Text zur Analyse =>
┌────────

Wenn aber mit einem Zehntel des Wirkstoffs dieselbe heilsame Wirkung erzielt werden kann, macht das Therapien preiswerter – und es schont Patienten und auch Umwelt. Die leidet mehr und mehr unter Medikamentenrückständen im Wasser.
Außerdem lässt sich über die Haut eine ganz gleichmäßige Wirkstoffgabe erzielen, "wie eine Tropf-Infusion", sagt Hartwig. Das führt dazu, dass ein Patient nicht nachts vor Schmerzen wach wird und eine neue Schmerztablette schlucken muss, um den Medikamentenspiegel wieder auf ein wirksames Maß anzuheben.
Für manche Therapien sind Pflaster auch die Rettung. Das Parkinson-Medikament Neupro des belgischen Pharmaherstellers UCB ist so ein Fall. Es ist der erste Pharmawirkstoff, der ausschließlich in Pflasterform vertrieben wird. Der Grund: Die Leber baut das an sich hochwirksame Medikament so gründlich und schnell ab, dass auf dem Weg über Mund und Magen nichts mehr im Körper ankommt. "Zum Glück hatte jemand bei UCB die Idee mit dem Pflaster", sagt Hartwig: "Ohne die Pflasterapplikation wäre die Substanz wie so viele andere im Mülleimer der Pharmaforschung gelandet."
Hartwig, der jahrelang die globale Pharmaforschung und -entwicklung des Leverkusener Chemiekonzerns Bayer leitete, weiß, dass das heute noch die Ausnahme ist. Pharmakologen würden einfach viel zu selten daran denken, dass Wirkstoffe sich auch auf die Haut kleben lassen.
Das macht die Wirkstoffgabe aber nicht nur einfacher, besser und preiswerter, es bietet auch ganz neue Möglichkeiten. So arbeiten die Forscher in Andernach auch daran, die Hautpflaster noch aktiver zu machen – und damit auch intelligenter.

└────────

Datenauszüge =>
┌────────

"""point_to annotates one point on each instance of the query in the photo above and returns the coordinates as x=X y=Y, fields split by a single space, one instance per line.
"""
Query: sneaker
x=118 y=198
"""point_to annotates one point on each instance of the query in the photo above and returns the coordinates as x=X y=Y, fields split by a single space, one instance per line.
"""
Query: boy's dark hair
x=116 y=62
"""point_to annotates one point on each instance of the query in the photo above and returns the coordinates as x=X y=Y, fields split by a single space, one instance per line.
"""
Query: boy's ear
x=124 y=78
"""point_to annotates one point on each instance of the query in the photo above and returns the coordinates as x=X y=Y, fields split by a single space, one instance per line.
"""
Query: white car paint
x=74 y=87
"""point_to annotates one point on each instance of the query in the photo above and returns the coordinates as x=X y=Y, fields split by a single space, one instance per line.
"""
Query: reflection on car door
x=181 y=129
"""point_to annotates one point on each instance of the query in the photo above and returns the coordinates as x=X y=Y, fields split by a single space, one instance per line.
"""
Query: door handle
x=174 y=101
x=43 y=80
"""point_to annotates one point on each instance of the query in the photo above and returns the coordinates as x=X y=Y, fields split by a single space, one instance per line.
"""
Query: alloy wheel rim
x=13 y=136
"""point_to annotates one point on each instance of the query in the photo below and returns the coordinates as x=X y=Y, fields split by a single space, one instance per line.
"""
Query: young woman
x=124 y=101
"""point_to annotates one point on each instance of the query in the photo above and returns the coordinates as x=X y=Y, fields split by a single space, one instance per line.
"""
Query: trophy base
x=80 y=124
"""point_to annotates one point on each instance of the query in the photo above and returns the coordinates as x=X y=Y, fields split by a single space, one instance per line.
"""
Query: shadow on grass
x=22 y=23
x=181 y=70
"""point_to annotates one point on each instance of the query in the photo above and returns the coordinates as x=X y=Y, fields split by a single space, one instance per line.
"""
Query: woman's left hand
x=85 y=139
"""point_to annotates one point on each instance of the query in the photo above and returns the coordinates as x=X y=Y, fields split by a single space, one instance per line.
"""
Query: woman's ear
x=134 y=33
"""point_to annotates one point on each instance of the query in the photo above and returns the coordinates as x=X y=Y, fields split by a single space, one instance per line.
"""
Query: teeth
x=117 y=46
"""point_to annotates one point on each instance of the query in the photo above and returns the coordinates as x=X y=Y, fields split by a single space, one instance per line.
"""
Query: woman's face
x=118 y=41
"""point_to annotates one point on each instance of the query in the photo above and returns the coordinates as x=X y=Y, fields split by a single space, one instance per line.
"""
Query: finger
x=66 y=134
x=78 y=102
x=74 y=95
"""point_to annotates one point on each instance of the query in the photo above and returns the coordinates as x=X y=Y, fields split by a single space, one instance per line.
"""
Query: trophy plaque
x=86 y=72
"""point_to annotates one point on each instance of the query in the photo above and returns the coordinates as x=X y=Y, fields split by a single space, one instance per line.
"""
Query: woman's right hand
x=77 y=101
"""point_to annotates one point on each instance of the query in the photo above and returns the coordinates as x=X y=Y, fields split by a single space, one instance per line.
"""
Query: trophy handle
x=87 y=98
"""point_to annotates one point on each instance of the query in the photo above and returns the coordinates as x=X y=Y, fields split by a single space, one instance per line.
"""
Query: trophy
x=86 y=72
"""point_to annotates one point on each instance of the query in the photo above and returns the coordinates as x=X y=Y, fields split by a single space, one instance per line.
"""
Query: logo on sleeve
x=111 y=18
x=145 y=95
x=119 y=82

└────────

Aufgaben =>
- A) Prüfen Sie, ob die folgenden Aussagen mit dem Text über Wirkstoffpflaster übereinstimmen, und antworten Sie jeweils mit Ja oder Nein samt den entscheidenden Worten des Textes als wörtlichem Zitat. (i) Neupro ist der erste Pharmawirkstoff, der nur in Pflasterform vertrieben wird. (ii) Hartwig leitete jahrelang die Pharmaforschung von UCB. (iii) Über die Haut lässt sich ein Wirkstoff gleichmäßig verabreichen.
- B) Schreiben Sie aus dem Text über Wirkstoffpflaster wortgetreu den Abschnitt ab, der mit den Worten "Das macht die" beginnt und nach den Worten "damit auch intelligenter." endet.
Für die Bearbeitung braucht man die Daten nicht.

Lösungen =>
- A)
(i) Ja: "Es ist der erste Pharmawirkstoff, der ausschließlich in Pflasterform vertrieben wird."
(ii) Nein: "Hartwig, der jahrelang die globale Pharmaforschung und -entwicklung des Leverkusener Chemiekonzerns Bayer leitete"
(iii) Ja: "Außerdem lässt sich über die Haut eine ganz gleichmäßige Wirkstoffgabe erzielen"

- B)
Das macht die Wirkstoffgabe aber nicht nur einfacher, besser und preiswerter, es bietet auch ganz neue Möglichkeiten. So arbeiten die Forscher in Andernach auch daran, die Hautpflaster noch aktiver zu machen – und damit auch intelligenter.